Records for the task:
# # # #

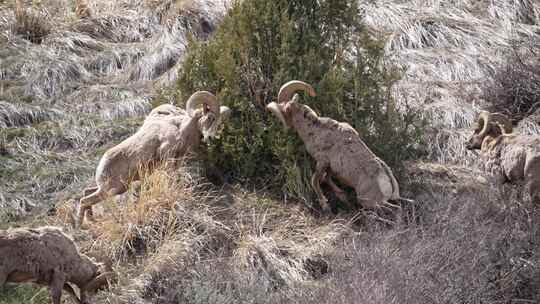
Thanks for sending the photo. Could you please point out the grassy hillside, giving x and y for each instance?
(87, 84)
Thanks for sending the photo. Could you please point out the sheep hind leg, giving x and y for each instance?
(56, 286)
(87, 202)
(86, 192)
(316, 179)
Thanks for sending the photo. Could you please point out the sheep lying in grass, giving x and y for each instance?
(338, 151)
(47, 256)
(510, 156)
(168, 132)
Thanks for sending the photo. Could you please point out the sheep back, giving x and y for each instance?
(36, 252)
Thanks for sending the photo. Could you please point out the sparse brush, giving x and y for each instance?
(30, 25)
(515, 87)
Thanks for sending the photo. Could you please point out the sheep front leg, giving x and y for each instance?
(337, 191)
(70, 290)
(316, 179)
(3, 277)
(56, 286)
(86, 192)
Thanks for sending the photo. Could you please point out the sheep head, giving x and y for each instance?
(489, 127)
(99, 275)
(210, 116)
(288, 100)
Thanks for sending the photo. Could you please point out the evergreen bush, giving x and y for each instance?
(262, 44)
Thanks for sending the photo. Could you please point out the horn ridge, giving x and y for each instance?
(288, 89)
(203, 97)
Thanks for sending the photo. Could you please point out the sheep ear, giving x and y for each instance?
(224, 112)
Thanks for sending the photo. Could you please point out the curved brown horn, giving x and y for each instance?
(99, 281)
(203, 97)
(288, 89)
(502, 122)
(485, 119)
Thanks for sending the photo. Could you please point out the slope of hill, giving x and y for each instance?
(87, 84)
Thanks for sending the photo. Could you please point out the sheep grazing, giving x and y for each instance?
(168, 132)
(47, 256)
(337, 150)
(509, 156)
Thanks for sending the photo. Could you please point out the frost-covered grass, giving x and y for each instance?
(87, 83)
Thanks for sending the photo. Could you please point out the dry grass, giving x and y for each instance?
(88, 82)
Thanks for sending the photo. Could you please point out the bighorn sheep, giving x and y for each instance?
(168, 132)
(510, 156)
(47, 256)
(337, 150)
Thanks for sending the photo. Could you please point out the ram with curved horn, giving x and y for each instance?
(511, 157)
(168, 132)
(338, 151)
(47, 256)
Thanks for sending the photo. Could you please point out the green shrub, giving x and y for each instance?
(24, 293)
(261, 45)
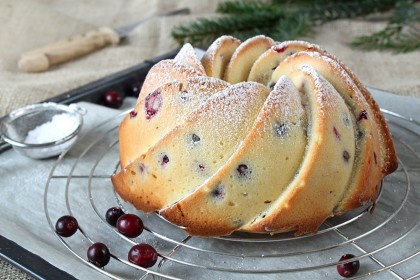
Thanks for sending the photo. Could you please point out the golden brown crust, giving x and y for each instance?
(314, 194)
(218, 56)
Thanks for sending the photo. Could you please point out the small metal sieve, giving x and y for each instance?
(15, 127)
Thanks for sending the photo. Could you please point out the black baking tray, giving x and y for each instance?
(125, 82)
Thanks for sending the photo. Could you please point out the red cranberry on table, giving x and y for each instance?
(143, 255)
(130, 225)
(66, 226)
(348, 269)
(112, 215)
(113, 99)
(98, 254)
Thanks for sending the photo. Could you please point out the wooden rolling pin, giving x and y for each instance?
(43, 58)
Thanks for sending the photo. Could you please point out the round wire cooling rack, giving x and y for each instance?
(386, 242)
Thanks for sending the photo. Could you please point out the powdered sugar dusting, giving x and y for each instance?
(235, 107)
(188, 56)
(165, 72)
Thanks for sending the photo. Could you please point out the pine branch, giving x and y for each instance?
(204, 31)
(348, 9)
(287, 20)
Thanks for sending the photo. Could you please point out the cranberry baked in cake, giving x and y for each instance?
(257, 136)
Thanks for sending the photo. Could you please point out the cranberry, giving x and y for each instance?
(218, 192)
(112, 215)
(346, 156)
(113, 99)
(152, 104)
(362, 115)
(130, 225)
(133, 114)
(280, 50)
(66, 226)
(337, 134)
(280, 129)
(136, 88)
(348, 269)
(143, 255)
(98, 254)
(243, 170)
(165, 160)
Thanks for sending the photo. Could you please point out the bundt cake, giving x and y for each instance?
(257, 136)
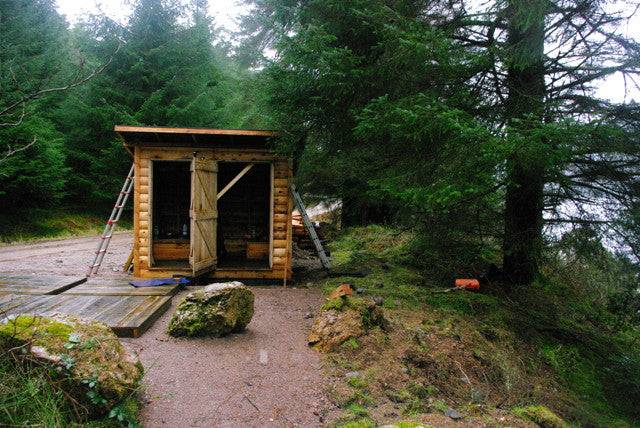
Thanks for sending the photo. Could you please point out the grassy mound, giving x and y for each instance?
(493, 356)
(61, 372)
(38, 224)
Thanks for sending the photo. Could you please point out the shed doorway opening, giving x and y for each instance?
(244, 215)
(171, 199)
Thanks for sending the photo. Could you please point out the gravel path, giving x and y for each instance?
(264, 377)
(66, 256)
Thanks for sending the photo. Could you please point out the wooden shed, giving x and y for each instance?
(213, 202)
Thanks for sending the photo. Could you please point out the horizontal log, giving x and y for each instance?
(281, 209)
(278, 218)
(280, 243)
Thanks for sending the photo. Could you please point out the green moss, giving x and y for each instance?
(39, 331)
(409, 424)
(359, 423)
(357, 382)
(351, 343)
(355, 416)
(440, 406)
(540, 415)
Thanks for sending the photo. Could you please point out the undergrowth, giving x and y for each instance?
(28, 397)
(39, 224)
(565, 344)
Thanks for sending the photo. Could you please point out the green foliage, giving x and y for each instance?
(41, 223)
(540, 415)
(563, 328)
(28, 396)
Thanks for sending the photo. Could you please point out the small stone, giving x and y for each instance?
(341, 290)
(453, 414)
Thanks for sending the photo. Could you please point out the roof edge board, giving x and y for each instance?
(193, 131)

# # # #

What the task requires: Nothing may be altered when you restate the records, but every picture must be dropped.

Result for this exercise:
Thanks for sending the photo. Could you please point out the grassy hillside, giving x and y for each instance?
(87, 84)
Thanks for sending the photo. Could you please point out the sheep hind leg, giving x and y for each instance?
(56, 286)
(87, 202)
(86, 192)
(316, 179)
Thanks for sending the photo. Could you please point out the sheep lying in grass, giving x and y for each instance?
(338, 151)
(47, 256)
(510, 156)
(168, 132)
Thanks for sending the photo. Could you please point out the sheep back, giving x and y for each instance?
(36, 252)
Thanks for sending the photo. Could you please point out the sparse brush, giving x and y for each instance?
(30, 25)
(515, 87)
Thanks for sending the photo. Could you please point out the sheep front leg, giving x and y for each instance?
(337, 191)
(70, 290)
(316, 179)
(3, 277)
(56, 286)
(86, 192)
Thanks for sending the photo. Could you please point out the sheep head, giving x and y for each instance?
(489, 127)
(99, 275)
(210, 116)
(288, 100)
Thanks for sending the photo. Could you please point out the evergreen bush, giving x and y for each instance?
(262, 44)
Thanks for sending the photo. Could you please point out the horn ridge, giving x and y for each instance?
(288, 89)
(203, 97)
Thanks for sending the photo. Could you please point out the sheep ear, giving x and y for each instance?
(224, 112)
Thanks for sending the photo. Could you please point out the curved brown horn, giving x and y for each instance?
(99, 281)
(203, 97)
(288, 89)
(502, 122)
(485, 119)
Thanks for sending the photo. Could you please point out the slope of hill, giving x and y for each instance?
(87, 84)
Thanks for sending the photo. Could you please point out the sheep grazing, giving x and y for each instance?
(168, 132)
(47, 256)
(337, 150)
(509, 156)
Thanks for sending the photo. Could you please point out the frost-covered grass, giving x and y for each instance?
(87, 83)
Thanks for sending the photo. Could you please point out the dry grass, giving x and y for each instance?
(88, 82)
Thanks for sending the photo. Could you please point out the bighorn sheep, giving x and y for each instance?
(168, 132)
(510, 156)
(47, 256)
(337, 150)
Thanks for sending the photo. Could you please point out the ram with curved horn, giving x and y for each instance?
(511, 157)
(168, 132)
(338, 151)
(47, 256)
Thanks for sending the photo. Could you please point out the green shrub, giving x and y for each instance?
(24, 293)
(261, 45)
Thanks for sending the photo. Could you please point out the golden brown crust, giving x and y for each instance?
(314, 194)
(218, 56)
Thanks for sending the photo. Could you please point out the small metal sieve, giving x and y for each instance?
(15, 127)
Thanks for sending the photo. Could you please point out the black baking tray, giving x and y for each instance?
(125, 82)
Thanks for sending the photo. Could you please point out the red cranberry on table, giving x and y for each instance?
(143, 255)
(130, 225)
(66, 226)
(348, 269)
(112, 215)
(113, 99)
(98, 254)
Thanks for sending the photo. Could you please point out the wooden rolling pin, giving x and y for each instance?
(43, 58)
Thanks for sending the photo. Could you please point out the round wire cooling rack, giving x and y for each instance?
(386, 242)
Thanks for sending the photo. Could you please point out the powdered sugar dusting, giving x and y for each instance?
(235, 107)
(188, 56)
(165, 72)
Thanks for sending the photo. Could you please point out the pine branch, giving x and y for each instance?
(204, 31)
(348, 9)
(287, 20)
Thanks for sending the photo. Could you please point out the cranberry baked in cake, giving x and y for each instance?
(257, 136)
Thanks for sending the photo. Could you please point out the cranberry, giving x and y for each instance?
(218, 192)
(112, 215)
(346, 156)
(113, 99)
(152, 104)
(362, 115)
(130, 225)
(133, 114)
(280, 50)
(66, 226)
(337, 134)
(280, 129)
(136, 88)
(348, 269)
(143, 255)
(98, 254)
(243, 170)
(165, 160)
Thanks for sending the photo. Could you please point out the bundt cake, giving x and y for each instance?
(257, 136)
Thanks for sending the photo. Could you please point out the grassy mound, giving x and y for each instance?
(493, 356)
(61, 372)
(38, 224)
Thanks for sending the photo. Could you please point out the shed doorway opening, giving x and y for each instance?
(244, 215)
(171, 199)
Thanks for sending the photo. Could you please point out the gravel path, giving x and y for each instance?
(264, 377)
(66, 256)
Thanks for sending the photo. Could you please point out the wooden shed, giving x and y for each instance?
(213, 202)
Thanks for sending the photo. Could you please point out the horizontal log, giving x and y for each instance?
(281, 209)
(278, 218)
(280, 243)
Thanks for sending the photo. Could you please point out the green moss, giving x and y for each instance?
(39, 331)
(409, 424)
(359, 423)
(357, 382)
(351, 343)
(355, 416)
(440, 406)
(540, 415)
Thanks for sending the photo. Could you please point out the undergrowth, giving x and y for each instance?
(28, 397)
(39, 224)
(565, 344)
Thanks for sending the photo. Could you please point out the green foliage, giving x and y for each instance?
(41, 223)
(540, 415)
(563, 328)
(28, 396)
Thanks for sending the photo. Could you please point out the small stone, giving x and y for each instance?
(341, 290)
(453, 414)
Thanks for sending the photo. Could you please point out the roof edge board, giving x and y for each instance?
(193, 131)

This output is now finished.